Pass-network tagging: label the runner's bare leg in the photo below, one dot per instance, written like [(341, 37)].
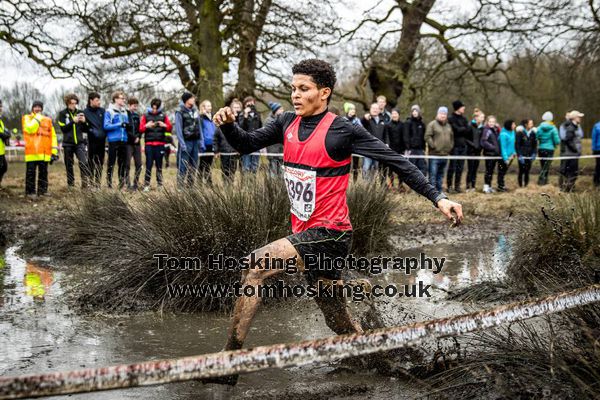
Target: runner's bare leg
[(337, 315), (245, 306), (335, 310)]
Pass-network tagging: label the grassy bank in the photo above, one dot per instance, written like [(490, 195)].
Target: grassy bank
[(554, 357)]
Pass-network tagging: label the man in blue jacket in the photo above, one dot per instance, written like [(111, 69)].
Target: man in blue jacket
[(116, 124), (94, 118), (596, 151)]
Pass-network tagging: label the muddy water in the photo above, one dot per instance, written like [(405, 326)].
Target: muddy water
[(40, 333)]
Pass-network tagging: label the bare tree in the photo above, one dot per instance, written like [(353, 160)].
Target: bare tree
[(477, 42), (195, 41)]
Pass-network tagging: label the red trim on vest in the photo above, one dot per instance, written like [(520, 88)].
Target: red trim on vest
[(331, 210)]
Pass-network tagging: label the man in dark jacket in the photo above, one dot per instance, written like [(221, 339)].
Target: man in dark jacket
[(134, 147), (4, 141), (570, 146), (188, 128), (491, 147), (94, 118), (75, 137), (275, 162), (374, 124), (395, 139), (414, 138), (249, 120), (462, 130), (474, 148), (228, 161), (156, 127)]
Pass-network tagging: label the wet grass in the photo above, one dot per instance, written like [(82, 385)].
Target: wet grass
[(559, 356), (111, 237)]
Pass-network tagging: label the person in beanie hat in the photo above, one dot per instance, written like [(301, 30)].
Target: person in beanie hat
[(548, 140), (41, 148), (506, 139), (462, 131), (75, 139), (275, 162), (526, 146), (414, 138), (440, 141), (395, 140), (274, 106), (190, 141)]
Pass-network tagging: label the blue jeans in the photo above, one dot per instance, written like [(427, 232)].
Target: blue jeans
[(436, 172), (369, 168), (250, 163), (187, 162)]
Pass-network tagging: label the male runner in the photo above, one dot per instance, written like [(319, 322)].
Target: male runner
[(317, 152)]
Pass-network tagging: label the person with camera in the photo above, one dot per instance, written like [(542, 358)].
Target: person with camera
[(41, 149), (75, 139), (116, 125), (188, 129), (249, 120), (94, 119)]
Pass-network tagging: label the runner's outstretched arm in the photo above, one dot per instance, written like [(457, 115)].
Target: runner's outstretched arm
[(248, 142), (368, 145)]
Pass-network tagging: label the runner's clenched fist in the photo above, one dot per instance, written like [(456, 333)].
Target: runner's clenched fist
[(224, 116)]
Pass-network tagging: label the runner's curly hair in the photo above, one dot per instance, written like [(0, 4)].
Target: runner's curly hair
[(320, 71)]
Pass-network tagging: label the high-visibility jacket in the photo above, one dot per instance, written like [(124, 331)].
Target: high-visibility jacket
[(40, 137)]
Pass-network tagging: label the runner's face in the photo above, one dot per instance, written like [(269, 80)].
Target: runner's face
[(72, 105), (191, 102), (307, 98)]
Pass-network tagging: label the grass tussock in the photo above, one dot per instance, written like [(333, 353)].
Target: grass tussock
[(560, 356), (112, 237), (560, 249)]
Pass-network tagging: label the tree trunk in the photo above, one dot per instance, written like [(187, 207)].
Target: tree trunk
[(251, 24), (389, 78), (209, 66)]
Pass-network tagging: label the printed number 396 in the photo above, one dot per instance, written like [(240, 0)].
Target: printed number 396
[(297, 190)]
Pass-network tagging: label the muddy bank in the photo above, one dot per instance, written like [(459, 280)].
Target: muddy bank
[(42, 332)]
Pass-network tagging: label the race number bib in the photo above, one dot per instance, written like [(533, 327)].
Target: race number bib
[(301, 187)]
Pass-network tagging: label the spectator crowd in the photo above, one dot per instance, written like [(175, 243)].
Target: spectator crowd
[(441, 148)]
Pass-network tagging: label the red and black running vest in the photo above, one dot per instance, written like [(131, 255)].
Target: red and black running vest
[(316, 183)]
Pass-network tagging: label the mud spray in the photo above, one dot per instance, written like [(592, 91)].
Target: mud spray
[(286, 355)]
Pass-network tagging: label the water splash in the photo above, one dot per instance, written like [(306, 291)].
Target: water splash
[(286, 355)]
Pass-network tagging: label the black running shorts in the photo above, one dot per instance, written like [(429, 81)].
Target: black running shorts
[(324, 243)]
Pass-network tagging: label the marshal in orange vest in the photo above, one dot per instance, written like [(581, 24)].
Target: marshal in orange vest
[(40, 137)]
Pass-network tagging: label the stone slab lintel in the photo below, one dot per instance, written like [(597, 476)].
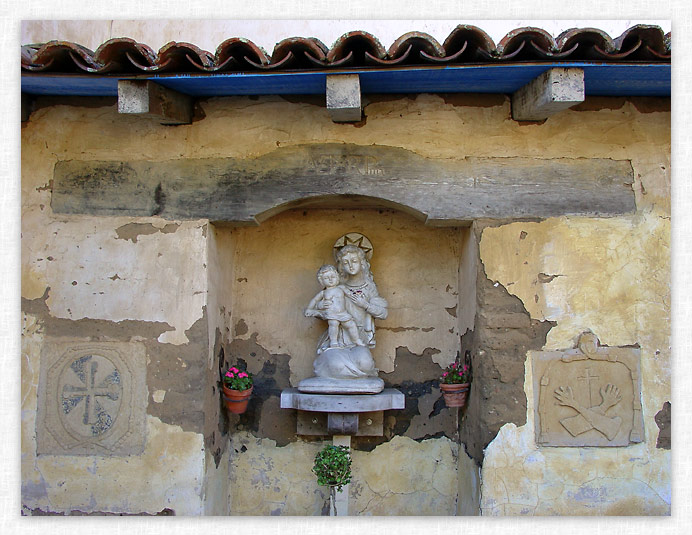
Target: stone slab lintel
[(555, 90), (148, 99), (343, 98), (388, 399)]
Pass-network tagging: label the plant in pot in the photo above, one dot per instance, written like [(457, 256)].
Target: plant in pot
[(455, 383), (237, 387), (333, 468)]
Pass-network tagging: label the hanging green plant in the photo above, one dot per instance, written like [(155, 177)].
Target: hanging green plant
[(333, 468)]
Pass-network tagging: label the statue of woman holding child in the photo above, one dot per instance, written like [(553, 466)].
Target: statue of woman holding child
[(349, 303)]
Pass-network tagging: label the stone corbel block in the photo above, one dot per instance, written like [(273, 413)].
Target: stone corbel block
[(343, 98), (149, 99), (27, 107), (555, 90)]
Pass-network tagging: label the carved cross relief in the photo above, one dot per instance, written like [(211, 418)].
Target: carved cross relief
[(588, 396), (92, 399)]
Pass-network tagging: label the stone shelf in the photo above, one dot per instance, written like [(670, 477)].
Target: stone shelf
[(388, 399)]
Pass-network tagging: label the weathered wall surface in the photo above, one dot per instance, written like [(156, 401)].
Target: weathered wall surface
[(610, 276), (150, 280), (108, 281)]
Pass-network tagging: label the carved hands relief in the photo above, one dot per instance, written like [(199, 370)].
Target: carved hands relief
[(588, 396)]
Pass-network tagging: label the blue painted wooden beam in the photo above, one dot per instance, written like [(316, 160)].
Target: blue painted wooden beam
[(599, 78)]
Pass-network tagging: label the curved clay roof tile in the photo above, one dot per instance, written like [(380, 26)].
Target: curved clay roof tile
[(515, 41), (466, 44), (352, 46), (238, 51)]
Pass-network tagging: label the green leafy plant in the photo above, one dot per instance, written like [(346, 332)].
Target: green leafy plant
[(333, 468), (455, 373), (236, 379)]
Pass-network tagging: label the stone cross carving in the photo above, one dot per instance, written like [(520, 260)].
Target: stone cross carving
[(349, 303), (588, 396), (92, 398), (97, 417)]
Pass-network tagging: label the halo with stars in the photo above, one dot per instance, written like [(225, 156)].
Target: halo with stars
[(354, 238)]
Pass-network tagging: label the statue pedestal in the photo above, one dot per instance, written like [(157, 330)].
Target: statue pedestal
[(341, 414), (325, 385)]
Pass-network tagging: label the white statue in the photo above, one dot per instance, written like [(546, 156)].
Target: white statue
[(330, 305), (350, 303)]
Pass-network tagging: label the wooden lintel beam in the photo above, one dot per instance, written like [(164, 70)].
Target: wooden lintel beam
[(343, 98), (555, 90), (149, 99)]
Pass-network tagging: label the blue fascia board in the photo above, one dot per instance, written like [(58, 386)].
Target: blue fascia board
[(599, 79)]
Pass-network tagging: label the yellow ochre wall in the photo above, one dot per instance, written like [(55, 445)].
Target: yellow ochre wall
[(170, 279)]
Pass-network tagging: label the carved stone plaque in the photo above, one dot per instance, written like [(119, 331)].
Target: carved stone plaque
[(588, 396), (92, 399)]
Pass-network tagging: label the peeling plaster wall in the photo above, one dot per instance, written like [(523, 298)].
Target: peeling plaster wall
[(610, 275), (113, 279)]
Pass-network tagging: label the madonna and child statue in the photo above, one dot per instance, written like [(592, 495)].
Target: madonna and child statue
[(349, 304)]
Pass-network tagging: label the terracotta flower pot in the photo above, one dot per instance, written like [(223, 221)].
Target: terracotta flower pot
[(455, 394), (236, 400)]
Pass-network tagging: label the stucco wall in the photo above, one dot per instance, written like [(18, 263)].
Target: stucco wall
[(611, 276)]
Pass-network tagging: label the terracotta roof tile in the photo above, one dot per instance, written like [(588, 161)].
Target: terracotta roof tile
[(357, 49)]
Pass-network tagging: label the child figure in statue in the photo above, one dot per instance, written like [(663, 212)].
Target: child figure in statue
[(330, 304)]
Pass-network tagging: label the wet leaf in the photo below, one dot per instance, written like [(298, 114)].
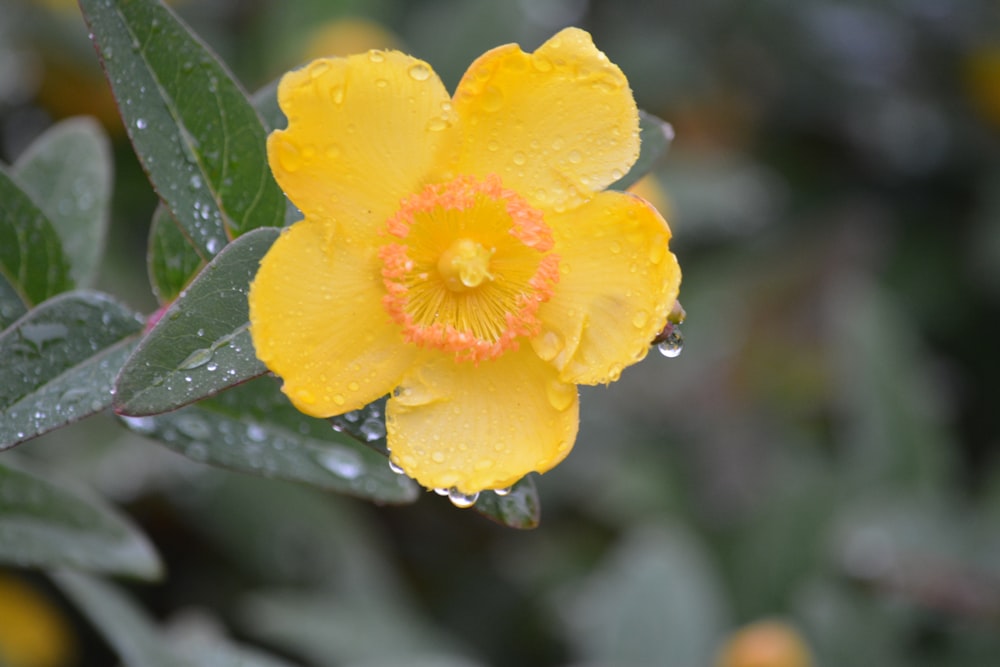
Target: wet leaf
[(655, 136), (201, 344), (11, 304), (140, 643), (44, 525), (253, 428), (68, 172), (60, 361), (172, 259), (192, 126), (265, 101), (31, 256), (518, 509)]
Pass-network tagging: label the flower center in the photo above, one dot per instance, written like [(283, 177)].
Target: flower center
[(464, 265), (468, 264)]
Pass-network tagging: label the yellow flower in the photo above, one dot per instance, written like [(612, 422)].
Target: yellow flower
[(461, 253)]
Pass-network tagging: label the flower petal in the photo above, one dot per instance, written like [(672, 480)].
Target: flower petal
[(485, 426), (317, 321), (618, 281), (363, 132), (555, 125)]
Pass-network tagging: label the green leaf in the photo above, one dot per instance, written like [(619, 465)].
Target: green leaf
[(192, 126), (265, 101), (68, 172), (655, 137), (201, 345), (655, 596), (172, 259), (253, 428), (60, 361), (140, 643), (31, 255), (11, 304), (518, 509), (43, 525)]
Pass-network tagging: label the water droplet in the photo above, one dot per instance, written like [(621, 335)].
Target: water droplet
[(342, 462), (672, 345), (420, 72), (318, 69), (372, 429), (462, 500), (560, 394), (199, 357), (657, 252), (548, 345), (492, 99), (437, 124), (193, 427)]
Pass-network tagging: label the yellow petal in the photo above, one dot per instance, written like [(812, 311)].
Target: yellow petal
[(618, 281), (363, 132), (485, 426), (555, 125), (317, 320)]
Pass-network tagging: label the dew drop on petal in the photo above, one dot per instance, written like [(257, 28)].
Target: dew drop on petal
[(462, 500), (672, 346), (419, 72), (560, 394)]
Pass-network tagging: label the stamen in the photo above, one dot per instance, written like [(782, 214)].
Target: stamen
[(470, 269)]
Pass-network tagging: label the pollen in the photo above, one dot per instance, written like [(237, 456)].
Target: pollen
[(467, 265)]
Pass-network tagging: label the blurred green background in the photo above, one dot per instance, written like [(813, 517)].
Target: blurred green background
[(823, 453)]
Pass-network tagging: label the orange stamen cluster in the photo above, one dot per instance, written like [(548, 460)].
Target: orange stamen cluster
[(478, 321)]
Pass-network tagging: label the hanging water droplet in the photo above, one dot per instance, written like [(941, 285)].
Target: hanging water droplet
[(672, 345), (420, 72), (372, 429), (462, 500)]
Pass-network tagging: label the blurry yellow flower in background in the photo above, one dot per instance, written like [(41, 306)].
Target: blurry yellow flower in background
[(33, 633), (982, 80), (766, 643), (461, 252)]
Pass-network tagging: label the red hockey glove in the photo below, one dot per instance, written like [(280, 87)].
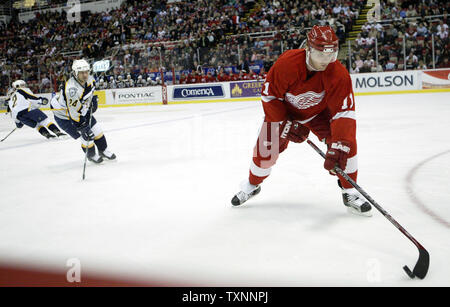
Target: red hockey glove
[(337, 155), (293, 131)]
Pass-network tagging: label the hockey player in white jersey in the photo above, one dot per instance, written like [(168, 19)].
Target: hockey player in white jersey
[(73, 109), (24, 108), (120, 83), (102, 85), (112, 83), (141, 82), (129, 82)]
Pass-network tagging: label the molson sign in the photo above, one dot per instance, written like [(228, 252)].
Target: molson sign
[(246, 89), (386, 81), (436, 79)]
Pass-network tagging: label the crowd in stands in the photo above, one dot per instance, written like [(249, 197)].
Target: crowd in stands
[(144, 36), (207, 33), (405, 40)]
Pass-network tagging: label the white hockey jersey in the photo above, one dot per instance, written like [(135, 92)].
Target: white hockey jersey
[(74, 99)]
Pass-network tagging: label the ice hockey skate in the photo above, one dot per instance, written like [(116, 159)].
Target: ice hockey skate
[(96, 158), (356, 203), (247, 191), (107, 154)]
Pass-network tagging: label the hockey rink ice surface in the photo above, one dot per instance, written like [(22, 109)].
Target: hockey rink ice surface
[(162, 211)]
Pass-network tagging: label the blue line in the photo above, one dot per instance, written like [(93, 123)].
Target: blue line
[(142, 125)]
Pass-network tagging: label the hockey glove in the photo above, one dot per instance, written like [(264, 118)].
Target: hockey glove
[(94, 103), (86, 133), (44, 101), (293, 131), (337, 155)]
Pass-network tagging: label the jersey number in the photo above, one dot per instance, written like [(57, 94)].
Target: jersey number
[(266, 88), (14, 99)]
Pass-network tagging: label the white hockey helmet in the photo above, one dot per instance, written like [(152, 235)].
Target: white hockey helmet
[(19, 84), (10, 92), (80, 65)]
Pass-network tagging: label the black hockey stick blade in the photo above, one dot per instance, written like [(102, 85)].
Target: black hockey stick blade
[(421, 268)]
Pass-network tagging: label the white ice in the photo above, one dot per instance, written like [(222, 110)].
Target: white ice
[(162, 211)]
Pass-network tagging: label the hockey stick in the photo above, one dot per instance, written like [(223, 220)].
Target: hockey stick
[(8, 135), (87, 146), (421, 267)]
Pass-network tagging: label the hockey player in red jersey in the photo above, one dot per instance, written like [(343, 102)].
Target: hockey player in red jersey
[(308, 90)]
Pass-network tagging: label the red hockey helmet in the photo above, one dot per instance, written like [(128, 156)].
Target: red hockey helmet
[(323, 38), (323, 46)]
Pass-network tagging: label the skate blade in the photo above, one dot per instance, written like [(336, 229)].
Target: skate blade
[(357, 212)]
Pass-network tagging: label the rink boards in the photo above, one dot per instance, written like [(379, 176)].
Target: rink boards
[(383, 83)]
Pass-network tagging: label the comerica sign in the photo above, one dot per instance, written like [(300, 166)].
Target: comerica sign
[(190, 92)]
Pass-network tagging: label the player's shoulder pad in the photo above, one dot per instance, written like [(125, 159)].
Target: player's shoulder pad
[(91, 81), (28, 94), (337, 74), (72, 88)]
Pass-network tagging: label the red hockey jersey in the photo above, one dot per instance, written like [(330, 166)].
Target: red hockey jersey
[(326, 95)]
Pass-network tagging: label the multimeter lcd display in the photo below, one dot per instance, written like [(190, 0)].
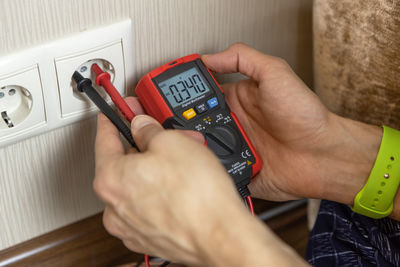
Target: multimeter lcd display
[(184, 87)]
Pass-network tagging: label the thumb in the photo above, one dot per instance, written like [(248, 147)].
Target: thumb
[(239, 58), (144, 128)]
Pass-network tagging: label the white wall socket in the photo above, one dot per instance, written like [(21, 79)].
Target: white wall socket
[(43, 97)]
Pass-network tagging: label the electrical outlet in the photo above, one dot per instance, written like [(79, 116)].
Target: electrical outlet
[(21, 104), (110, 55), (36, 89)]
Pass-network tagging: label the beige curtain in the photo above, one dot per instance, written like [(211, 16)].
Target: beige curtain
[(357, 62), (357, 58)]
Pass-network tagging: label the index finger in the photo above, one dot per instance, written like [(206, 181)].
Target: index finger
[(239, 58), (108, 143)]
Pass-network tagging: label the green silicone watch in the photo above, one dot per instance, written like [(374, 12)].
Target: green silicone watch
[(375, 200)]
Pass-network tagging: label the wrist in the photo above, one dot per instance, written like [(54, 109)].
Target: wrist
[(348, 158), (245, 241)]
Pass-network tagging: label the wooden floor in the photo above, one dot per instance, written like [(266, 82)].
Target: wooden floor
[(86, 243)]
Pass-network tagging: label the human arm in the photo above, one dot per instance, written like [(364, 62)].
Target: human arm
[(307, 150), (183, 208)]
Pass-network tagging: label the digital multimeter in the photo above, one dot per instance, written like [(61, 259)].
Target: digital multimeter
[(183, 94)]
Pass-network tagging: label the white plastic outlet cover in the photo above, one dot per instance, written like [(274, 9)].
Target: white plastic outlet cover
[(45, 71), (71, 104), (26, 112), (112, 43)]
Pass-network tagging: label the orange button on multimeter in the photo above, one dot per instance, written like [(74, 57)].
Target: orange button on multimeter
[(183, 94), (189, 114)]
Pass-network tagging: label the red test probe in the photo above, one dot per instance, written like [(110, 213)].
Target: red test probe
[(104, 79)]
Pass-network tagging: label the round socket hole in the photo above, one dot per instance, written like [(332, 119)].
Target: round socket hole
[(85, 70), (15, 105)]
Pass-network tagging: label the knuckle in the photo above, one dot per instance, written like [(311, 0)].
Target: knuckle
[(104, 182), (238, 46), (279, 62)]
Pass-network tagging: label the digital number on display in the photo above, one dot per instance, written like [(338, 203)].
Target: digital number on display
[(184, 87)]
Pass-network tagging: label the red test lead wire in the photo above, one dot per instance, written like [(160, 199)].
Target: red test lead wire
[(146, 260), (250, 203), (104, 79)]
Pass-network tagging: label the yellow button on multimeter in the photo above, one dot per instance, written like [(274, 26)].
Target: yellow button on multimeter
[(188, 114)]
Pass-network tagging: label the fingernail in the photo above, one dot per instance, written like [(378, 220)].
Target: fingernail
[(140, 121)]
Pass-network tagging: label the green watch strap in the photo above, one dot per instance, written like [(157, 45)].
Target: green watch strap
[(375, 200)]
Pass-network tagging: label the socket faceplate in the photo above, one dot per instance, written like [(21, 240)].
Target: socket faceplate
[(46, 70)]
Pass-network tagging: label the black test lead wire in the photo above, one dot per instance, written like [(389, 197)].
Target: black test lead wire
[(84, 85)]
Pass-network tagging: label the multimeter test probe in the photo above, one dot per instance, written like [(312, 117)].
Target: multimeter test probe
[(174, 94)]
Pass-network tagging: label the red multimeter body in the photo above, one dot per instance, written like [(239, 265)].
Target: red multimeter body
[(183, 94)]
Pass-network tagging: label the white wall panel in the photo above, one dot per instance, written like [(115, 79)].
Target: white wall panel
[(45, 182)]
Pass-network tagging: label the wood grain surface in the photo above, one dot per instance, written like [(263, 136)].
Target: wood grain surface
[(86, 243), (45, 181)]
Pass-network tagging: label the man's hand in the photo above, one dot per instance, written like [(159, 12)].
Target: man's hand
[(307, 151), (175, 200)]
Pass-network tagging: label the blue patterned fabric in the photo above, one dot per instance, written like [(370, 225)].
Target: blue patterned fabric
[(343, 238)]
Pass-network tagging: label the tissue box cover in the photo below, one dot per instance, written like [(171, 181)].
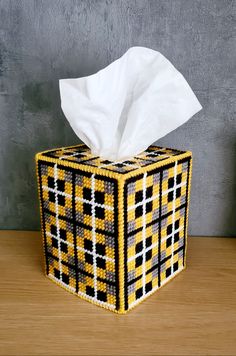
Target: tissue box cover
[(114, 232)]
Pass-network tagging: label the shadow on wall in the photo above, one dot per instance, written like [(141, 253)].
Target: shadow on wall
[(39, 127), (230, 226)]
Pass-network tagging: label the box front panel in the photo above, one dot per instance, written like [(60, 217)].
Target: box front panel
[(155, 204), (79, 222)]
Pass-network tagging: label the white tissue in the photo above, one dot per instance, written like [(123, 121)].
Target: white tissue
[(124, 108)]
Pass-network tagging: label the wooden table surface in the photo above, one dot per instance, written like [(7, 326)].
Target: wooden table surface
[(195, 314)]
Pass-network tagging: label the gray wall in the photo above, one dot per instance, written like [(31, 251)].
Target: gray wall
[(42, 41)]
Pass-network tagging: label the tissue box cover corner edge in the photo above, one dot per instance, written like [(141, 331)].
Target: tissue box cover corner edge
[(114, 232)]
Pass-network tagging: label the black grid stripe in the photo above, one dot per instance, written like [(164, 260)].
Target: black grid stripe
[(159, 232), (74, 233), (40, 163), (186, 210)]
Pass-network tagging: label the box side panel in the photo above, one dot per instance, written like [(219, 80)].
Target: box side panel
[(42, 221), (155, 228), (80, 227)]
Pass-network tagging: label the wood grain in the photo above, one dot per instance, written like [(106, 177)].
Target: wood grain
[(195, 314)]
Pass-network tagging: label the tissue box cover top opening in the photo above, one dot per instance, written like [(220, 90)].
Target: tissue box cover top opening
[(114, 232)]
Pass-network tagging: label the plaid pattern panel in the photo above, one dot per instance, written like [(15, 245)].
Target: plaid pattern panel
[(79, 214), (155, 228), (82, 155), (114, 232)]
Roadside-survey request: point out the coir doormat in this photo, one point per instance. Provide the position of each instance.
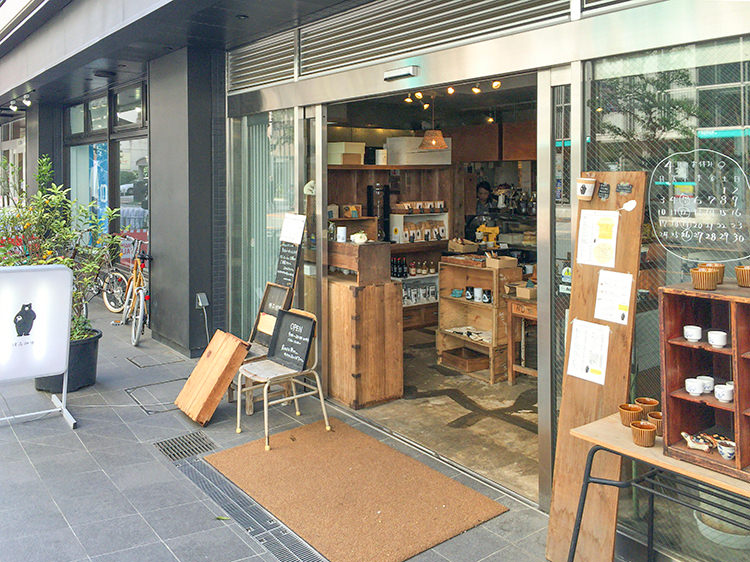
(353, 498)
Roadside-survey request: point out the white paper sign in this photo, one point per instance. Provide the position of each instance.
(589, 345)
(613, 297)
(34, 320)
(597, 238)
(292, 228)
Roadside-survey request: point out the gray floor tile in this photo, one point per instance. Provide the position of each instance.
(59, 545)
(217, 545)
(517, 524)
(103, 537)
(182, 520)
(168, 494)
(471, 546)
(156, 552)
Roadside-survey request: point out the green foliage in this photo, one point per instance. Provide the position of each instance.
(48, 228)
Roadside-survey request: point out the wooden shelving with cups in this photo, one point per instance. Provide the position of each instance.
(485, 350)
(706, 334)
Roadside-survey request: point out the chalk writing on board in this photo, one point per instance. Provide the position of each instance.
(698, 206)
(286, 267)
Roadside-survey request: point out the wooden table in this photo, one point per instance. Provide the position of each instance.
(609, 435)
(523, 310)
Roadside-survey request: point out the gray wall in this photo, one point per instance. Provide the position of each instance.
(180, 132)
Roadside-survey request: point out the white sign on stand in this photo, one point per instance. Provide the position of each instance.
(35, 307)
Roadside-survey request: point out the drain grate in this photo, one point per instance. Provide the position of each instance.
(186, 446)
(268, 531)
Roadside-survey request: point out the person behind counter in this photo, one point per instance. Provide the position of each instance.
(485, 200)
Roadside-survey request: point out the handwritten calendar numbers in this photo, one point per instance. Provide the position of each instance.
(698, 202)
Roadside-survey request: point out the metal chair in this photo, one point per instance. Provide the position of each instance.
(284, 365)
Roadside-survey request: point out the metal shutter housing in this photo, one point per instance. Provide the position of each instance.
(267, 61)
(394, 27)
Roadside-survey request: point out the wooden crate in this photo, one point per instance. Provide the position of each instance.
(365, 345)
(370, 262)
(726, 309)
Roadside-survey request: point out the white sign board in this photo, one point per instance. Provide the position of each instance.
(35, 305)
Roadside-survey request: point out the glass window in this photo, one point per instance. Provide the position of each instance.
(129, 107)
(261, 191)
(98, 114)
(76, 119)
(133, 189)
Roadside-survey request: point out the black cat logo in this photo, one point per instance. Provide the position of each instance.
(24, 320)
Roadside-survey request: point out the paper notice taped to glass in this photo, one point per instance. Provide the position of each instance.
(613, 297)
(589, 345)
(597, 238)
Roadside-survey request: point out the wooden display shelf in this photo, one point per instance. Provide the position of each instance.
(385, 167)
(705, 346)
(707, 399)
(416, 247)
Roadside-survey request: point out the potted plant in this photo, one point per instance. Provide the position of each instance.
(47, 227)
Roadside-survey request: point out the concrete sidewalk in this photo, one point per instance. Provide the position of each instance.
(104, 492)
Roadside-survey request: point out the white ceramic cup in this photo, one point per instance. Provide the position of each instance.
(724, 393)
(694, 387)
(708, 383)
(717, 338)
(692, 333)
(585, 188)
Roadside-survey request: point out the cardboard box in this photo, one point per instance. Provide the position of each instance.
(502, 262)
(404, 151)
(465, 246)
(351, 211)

- - -

Would you please copy, word for word, everything above from the line containing "Pass-network tagging: label the dew" down to the line containing "Pass-network tagging: label the hanging water", those two lines included?

§ Answer
Pass-network tagging: label the dew drop on petal in the photo above, one dot per instance, written like [(257, 28)].
Target: dew drop on petal
[(462, 500), (672, 346), (419, 72), (560, 394)]
Pass-network tagging: label the stamen in the photo above, one dot per instance, written like [(782, 214)].
Target: stamen
[(470, 269)]
Pass-network tagging: label the pollen in the photo above, one dot per instance, written like [(237, 456)].
Target: pollen
[(467, 265)]
Pass-network tagging: label the blurred green background in the photo above, one dot per instance, written like [(813, 517)].
Target: blurred green background
[(823, 453)]
Pass-network tagging: label the orange stamen cluster in the photo above, one dot per instance, written like [(548, 460)].
Target: orange stamen cluster
[(478, 321)]
Pass-network tagging: label the hanging water droplet in the photo above, one dot per instance, written like [(941, 285)].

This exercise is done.